__Stated problem__:
Each record is to be transcribed exactly.

======== The input

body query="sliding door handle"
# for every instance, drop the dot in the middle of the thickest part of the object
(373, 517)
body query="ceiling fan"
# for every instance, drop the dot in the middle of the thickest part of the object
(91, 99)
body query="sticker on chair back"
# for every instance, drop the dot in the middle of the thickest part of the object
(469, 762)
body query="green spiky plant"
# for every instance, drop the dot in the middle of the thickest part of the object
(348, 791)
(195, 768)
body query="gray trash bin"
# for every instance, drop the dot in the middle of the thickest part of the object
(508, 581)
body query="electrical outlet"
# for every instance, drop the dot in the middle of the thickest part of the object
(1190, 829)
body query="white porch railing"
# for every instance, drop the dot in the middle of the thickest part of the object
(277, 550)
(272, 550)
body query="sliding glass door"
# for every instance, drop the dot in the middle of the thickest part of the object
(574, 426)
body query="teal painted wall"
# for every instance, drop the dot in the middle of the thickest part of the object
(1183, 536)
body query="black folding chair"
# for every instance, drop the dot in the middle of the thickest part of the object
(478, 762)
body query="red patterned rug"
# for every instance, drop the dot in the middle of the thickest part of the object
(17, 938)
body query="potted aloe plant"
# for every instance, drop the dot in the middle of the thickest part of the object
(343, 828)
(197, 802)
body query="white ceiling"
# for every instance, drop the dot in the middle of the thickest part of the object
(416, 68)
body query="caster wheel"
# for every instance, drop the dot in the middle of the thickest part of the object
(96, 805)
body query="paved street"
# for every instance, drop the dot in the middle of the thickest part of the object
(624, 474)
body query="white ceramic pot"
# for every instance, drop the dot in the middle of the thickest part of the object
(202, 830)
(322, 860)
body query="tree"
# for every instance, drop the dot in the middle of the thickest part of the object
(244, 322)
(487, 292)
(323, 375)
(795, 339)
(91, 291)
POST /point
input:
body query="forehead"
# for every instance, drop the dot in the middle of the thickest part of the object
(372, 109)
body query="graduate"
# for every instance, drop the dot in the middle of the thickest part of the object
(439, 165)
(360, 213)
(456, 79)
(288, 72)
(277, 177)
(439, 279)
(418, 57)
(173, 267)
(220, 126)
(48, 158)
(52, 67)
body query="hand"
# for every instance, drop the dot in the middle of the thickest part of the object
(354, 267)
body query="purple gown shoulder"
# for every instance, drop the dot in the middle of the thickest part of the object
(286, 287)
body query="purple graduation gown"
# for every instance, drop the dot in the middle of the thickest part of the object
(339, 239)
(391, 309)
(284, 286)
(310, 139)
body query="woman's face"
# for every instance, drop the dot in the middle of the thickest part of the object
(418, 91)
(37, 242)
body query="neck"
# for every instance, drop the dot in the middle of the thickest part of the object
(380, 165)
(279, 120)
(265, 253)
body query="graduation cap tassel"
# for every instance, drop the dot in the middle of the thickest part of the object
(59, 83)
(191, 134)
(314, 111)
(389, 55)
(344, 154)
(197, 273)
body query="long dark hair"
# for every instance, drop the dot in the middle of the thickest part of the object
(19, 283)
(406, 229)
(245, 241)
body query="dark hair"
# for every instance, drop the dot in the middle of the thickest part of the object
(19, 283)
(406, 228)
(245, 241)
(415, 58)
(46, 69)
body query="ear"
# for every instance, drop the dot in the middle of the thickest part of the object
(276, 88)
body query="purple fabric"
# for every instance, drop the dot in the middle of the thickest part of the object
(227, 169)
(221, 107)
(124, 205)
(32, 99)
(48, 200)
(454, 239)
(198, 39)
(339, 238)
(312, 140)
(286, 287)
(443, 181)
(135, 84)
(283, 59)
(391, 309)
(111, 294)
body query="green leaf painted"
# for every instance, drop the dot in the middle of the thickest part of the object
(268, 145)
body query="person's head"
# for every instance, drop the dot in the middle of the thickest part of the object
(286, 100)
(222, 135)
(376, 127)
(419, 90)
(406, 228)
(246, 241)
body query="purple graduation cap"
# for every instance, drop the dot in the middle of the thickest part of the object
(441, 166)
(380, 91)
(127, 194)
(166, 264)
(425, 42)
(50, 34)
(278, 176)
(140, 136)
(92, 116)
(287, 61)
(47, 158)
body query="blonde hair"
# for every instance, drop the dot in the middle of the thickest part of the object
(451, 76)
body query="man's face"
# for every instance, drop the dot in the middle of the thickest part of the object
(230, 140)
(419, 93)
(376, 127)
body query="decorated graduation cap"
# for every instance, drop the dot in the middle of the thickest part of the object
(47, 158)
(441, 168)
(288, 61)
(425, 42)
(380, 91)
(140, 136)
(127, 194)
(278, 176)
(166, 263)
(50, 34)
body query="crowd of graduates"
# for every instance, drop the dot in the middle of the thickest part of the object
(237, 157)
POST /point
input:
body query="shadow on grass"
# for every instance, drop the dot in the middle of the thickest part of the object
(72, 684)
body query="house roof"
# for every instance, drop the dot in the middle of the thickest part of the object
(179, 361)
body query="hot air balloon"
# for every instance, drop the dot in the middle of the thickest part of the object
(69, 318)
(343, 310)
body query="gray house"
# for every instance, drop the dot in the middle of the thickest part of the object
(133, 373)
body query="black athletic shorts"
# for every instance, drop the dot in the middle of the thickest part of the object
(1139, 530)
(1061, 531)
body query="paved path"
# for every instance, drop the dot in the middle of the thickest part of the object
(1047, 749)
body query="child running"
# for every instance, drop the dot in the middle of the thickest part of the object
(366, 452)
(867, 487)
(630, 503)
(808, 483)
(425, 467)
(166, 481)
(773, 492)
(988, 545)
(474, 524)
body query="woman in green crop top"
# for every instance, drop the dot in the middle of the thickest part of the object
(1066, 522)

================

__Task answer__:
body query="sliding door handle"
# for every instance, drop the dot in the middle of the thickest part of the object
(373, 517)
body query="ceiling fan"
# for every instance, drop the dot in the middle of the thickest part of the object
(91, 99)
body query="sticker on chair back"
# for every instance, drop the dot in the middle of the thickest part of the object
(469, 762)
body query="green spiky plant"
# for every instance, drop the dot in the middle of the thickest part of the object
(348, 791)
(195, 768)
body query="gray trash bin"
# for every instance, drop the dot in the middle of the thickest part of the object
(508, 581)
body query="electrical outlet"
# for every instance, drop the dot in the middle of the thickest part of the object
(1190, 829)
body query="white porch railing"
# for every instance, drop the dot in the middle of the thickest part of the object
(277, 550)
(272, 550)
body query="sliding glass door"
# for every instance, drop the dot in the middle of the thickest part of the object
(574, 426)
body query="teal painted wall"
# for every instance, drop the dot in the middle of the thickest part of the object
(1183, 536)
body query="black folding chair"
# for every instance, drop the dot in the middle of the thickest part of the object
(478, 762)
body query="red patterned rug"
# for every instance, drop the dot in the middle of the thickest part of the object
(17, 938)
body query="potted aloe plant"
# for every instance, drop the dot in the middle of the thickest part of the object
(343, 828)
(197, 802)
body query="white ceiling"
# for every instance, drop the dot in the middle of the thickest part of the object
(416, 68)
body query="caster wheel"
# for every instance, drop the dot in the middle of the thickest part of the object
(96, 805)
body query="paved street"
# for every instance, drop the dot in the middle of the thickest part of the object
(624, 474)
body query="white ceramic pot"
# for every instance, drop the dot in the middle of the thickest part of the object
(202, 830)
(322, 860)
body query="tree"
# for every instance, drop the dot in the middle of the thickest part of the object
(244, 322)
(487, 292)
(323, 375)
(795, 339)
(91, 291)
POST /point
input:
body query="forehead"
# for every instance, drop the dot in the middle of the thickest part of the object
(372, 109)
body query="graduate"
# for every instance, drop the dot in the middle of the thickest part of the object
(439, 165)
(360, 213)
(456, 79)
(288, 72)
(277, 177)
(439, 279)
(418, 57)
(173, 267)
(220, 126)
(48, 158)
(52, 67)
body query="hand"
# for every instance, drop the dot in the middle of the thickest part of the object
(354, 267)
body query="purple gown shoulder"
# for every instance, drop the dot in the middle of the thickest part of the object
(286, 287)
body query="purple graduation gown"
# for every instance, drop the dot in the middle of the thickest part of the object
(339, 239)
(391, 309)
(284, 286)
(310, 139)
body query="woman's face"
# for every instance, drop the dot in the middle of the thickest part of the object
(418, 91)
(37, 242)
body query="neck"
# for every instance, drop the dot in the middle of the thickest part of the object
(380, 165)
(279, 120)
(265, 253)
body query="graduation cap tassel"
# for every instance, drop the dot in the middle of the thickest part of the object
(59, 83)
(191, 134)
(314, 111)
(389, 55)
(344, 154)
(197, 273)
body query="long dark hair"
# for every instance, drop the dot in the middle of the thickest part of the object
(19, 283)
(406, 229)
(245, 241)
body query="dark hair"
# for every instance, drop the dot in the middle of the thickest part of the object
(19, 283)
(406, 228)
(245, 241)
(415, 58)
(46, 69)
body query="ear"
# for every instance, drop the dot in the middle of the thickest part of the object
(276, 88)
body query="purple fabric"
# for every instance, drop the dot in the middle of the thickest part of the object
(227, 169)
(221, 107)
(124, 205)
(32, 99)
(48, 200)
(454, 239)
(198, 39)
(339, 238)
(312, 140)
(286, 287)
(443, 181)
(135, 84)
(283, 59)
(391, 309)
(111, 294)
body query="green leaf painted"
# for every instance, drop the dot in the middle of the thickest part of the object
(268, 145)
body query="person's head"
# for every instance, drop the dot in the middle of the thickest part of the object
(286, 100)
(222, 135)
(376, 127)
(419, 90)
(406, 228)
(246, 241)
body query="purple graduation cap"
# for every instance, drop the dot in the middle of the thickest part of the object
(441, 166)
(380, 91)
(127, 194)
(166, 264)
(425, 42)
(50, 34)
(278, 176)
(140, 136)
(92, 116)
(287, 61)
(47, 158)
body query="blonde hair"
# for every instance, drop the dot in the middle of the thickest part of the object
(451, 76)
body query="man's face"
# for every instance, drop the dot in the middle of the thickest part of the object
(230, 140)
(419, 93)
(376, 127)
body query="decorated graduation cap"
# for every instance, drop the dot in the middle of the thickest part of the object
(47, 158)
(441, 168)
(288, 61)
(425, 42)
(380, 91)
(140, 136)
(127, 194)
(278, 176)
(166, 263)
(50, 34)
body query="crowd of graduates"
# for every instance, drop the dot in the middle of the thickest part of the object
(237, 157)
POST /point
input:
body query="shadow on grass"
# for every instance, drop the dot in the middle of the thickest part of the object
(72, 684)
body query="house roof"
# for every instance, drop the dot in the middle of the thickest part of the object
(179, 361)
body query="hot air balloon"
# for every instance, drop the dot in the middle of the thickest part of the object
(69, 318)
(343, 310)
body query="gray house"
# for every instance, drop the dot in the middle of the thickest part of the object
(133, 373)
body query="black athletic shorts"
# for every instance, drop the dot in the middle of the thickest part of the object
(1139, 530)
(1061, 531)
body query="paved path"
# for every instance, drop the dot in the middle of the thickest part of the object
(1047, 749)
body query="child running"
# for every instance, drop the dot in the middle of the thickest part of the object
(366, 452)
(867, 487)
(630, 503)
(808, 483)
(425, 467)
(166, 481)
(773, 492)
(988, 545)
(474, 524)
body query="woman in green crop top"
# for every instance, drop the dot in the middle of the thickest part of the object
(1066, 522)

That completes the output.